Passage given =>
· · ·

Schopenhauer was the first philosopher to ask the value of life. And he gave a definite answer: in life there is much more suffering than joy, therefore life must be renounced. I must add that strictly speaking he asked not only the value of life, but also the value of joy and suffering. And to this question he gave an equally definite answer. According to his teaching joy is always negative, suffering always positive. Therefore by its essence joy cannot compensate for suffering.

In all this philosophical construction, both in formulating and answering the questions, there is one tacit, particularly curious, and interesting and unexpressed postulate. Schopenhauer starts from the assumption that his valuation of life, joy and suffering, in order to have the right to be called truth, must contain something universal, by virtue of which it will in the last resort coincide with the valuation of all other people. Whence did he derive this idea? Psychologically the train of Schopenhauer's thought is intelligible and easily explained. He was used to the scientific formulation and solution of problems, and he transferred to the question which engaged him methods of investigation which by general consent usually conduct us to the truth. He did not verify his premiss ad hoc, and usually it is impossible to verify a premiss every time that a need arises for it. It is not even becoming to exhibit it, to speak of it. It is understood. If the fundamental sign of any truth is its being universal and obligatory, then in the given case the true answer to the question of the value of life can only be something which will be absolutely admissible by all men to all creatures with a mind. So Schopenhauer would probably have answered, if any one had questioned his right to formulate in such a general way the question of the value of life.

· · ·

Records provided =>
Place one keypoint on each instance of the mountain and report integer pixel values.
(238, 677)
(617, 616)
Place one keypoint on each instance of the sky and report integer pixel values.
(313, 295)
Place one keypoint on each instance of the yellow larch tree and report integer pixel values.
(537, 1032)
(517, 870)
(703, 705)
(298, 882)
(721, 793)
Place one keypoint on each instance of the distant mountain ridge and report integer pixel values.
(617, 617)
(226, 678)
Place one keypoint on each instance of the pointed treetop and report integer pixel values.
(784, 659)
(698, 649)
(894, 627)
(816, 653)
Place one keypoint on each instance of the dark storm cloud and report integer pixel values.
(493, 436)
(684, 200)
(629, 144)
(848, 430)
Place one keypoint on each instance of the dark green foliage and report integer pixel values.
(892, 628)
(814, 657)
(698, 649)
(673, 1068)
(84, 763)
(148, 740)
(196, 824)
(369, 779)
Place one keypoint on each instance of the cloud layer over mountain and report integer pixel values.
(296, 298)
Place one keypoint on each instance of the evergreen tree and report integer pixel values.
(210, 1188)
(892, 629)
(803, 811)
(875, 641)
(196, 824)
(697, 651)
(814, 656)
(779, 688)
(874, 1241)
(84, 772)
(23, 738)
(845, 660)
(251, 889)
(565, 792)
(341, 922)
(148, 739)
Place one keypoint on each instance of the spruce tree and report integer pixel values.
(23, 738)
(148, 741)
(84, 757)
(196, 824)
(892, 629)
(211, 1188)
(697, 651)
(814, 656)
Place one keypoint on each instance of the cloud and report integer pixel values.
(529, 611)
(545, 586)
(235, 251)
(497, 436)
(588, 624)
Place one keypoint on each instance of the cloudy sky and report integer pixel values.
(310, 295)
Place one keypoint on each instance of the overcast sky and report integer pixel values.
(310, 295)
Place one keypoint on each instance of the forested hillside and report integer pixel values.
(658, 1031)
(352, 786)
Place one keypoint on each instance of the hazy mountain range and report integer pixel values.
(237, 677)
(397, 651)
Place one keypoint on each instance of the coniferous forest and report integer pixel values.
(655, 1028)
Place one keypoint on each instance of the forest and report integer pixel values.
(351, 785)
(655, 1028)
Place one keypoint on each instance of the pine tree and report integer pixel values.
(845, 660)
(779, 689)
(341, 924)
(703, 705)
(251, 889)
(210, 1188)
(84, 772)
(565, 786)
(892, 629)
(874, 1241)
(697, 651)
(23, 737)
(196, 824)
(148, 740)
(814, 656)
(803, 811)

· · ·

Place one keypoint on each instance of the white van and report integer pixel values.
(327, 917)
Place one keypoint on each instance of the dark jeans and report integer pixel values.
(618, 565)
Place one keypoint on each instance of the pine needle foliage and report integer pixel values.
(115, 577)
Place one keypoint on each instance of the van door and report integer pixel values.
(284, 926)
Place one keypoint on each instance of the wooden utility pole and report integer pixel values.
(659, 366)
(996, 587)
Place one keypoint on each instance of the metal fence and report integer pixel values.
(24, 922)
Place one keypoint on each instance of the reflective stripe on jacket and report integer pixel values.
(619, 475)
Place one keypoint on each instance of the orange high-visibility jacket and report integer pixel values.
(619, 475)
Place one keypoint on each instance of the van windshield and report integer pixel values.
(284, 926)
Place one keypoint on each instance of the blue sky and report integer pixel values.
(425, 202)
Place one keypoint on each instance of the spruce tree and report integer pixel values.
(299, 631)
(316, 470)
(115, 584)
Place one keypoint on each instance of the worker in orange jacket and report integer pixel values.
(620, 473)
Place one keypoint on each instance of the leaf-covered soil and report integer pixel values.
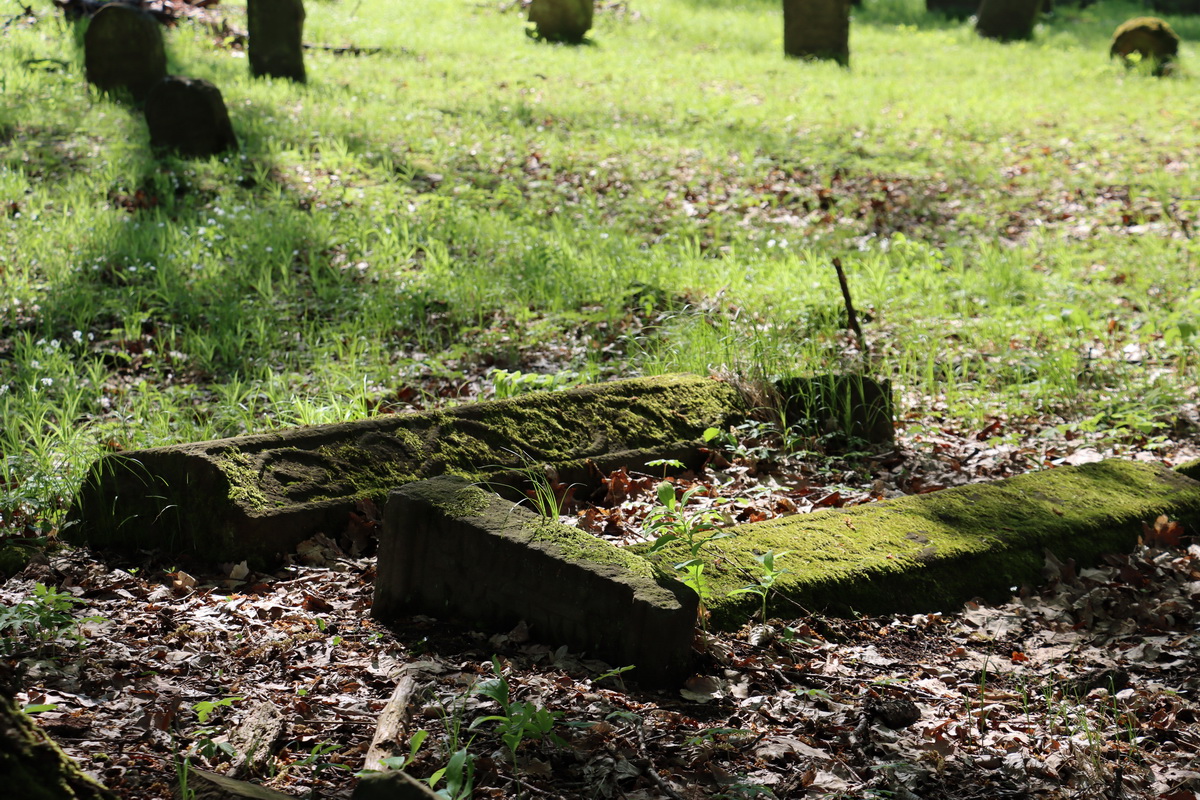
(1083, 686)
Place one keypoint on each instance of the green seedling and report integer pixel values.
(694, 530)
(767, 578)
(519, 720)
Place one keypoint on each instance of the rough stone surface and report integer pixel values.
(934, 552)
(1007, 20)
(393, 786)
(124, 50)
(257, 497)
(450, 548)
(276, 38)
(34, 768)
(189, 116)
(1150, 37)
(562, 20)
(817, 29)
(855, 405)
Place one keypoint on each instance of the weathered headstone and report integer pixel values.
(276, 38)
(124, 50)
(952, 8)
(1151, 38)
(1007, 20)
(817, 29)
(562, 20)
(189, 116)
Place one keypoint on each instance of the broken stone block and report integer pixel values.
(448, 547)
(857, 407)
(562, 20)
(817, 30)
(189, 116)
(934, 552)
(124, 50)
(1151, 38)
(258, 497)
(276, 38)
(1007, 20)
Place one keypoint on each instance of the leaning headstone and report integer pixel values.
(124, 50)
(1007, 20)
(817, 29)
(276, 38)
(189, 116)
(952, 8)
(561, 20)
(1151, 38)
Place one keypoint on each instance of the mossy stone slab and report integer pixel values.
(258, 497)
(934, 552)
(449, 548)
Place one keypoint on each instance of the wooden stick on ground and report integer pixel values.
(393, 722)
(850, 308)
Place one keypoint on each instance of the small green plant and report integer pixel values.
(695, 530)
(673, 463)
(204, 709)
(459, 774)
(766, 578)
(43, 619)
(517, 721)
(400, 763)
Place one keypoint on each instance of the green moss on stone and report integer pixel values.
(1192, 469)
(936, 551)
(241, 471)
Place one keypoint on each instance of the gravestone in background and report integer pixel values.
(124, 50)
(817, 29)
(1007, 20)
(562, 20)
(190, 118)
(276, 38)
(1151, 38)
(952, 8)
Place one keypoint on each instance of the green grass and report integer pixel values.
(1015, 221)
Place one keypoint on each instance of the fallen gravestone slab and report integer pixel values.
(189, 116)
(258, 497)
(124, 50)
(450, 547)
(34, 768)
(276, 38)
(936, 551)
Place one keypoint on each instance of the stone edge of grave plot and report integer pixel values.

· · ·

Stated problem A => Write out the whole passage on Schopenhauer and the value of life, word for word.
Stated problem B => Present lines from the records as a numbered list, beginning at the line that contains "Place one keypoint on each instance of the white" and stopping after the line that contains "(1083, 686)". Skip blank lines and leave the pictures out.

Written reply A =>
Schopenhauer was the first philosopher to ask the value of life. And he gave a definite answer: in life there is much more suffering than joy, therefore life must be renounced. I must add that strictly speaking he asked not only the value of life, but also the value of joy and suffering. And to this question he gave an equally definite answer. According to his teaching joy is always negative, suffering always positive. Therefore by its essence joy cannot compensate for suffering.

In all this philosophical construction, both in formulating and answering the questions, there is one tacit, particularly curious, and interesting and unexpressed postulate. Schopenhauer starts from the assumption that his valuation of life, joy and suffering, in order to have the right to be called truth, must contain something universal, by virtue of which it will in the last resort coincide with the valuation of all other people. Whence did he derive this idea? Psychologically the train of Schopenhauer's thought is intelligible and easily explained. He was used to the scientific formulation and solution of problems, and he transferred to the question which engaged him methods of investigation which by general consent usually conduct us to the truth. He did not verify his premiss ad hoc, and usually it is impossible to verify a premiss every time that a need arises for it. It is not even becoming to exhibit it, to speak of it. It is understood. If the fundamental sign of any truth is its being universal and obligatory, then in the given case the true answer to the question of the value of life can only be something which will be absolutely admissible by all men to all creatures with a mind. So Schopenhauer would probably have answered, if any one had questioned his right to formulate in such a general way the question of the value of life.

Written reply B =>
1. Place one keypoint on each instance of the white van and report integer pixel values.
2. (327, 917)
3. Place one keypoint on each instance of the dark jeans and report integer pixel values.
4. (618, 565)
5. Place one keypoint on each instance of the pine needle foliage and report integer pixel values.
6. (115, 577)
7. Place one keypoint on each instance of the van door and report integer pixel values.
8. (284, 926)
9. Place one keypoint on each instance of the wooden utility pole and report integer pixel values.
10. (659, 366)
11. (996, 587)
12. Place one keypoint on each instance of the metal fence and report integer pixel values.
13. (24, 922)
14. Place one keypoint on each instance of the reflective stripe on jacket and report integer pixel values.
15. (619, 475)
16. Place one keypoint on each instance of the orange high-visibility jacket and report integer pixel values.
17. (619, 475)
18. Place one keypoint on each instance of the van windshield and report integer pixel values.
19. (284, 926)
20. Place one keypoint on each instance of the blue sky and report integer pixel values.
21. (425, 202)
22. Place one keypoint on each instance of the spruce tree and report integer pixel values.
23. (299, 631)
24. (316, 470)
25. (115, 584)
26. Place one keypoint on each instance of the worker in orange jacket and report integer pixel values.
27. (620, 473)
28. Place one keypoint on each instance of the leaf-covered soil and report integer pixel values.
29. (1083, 686)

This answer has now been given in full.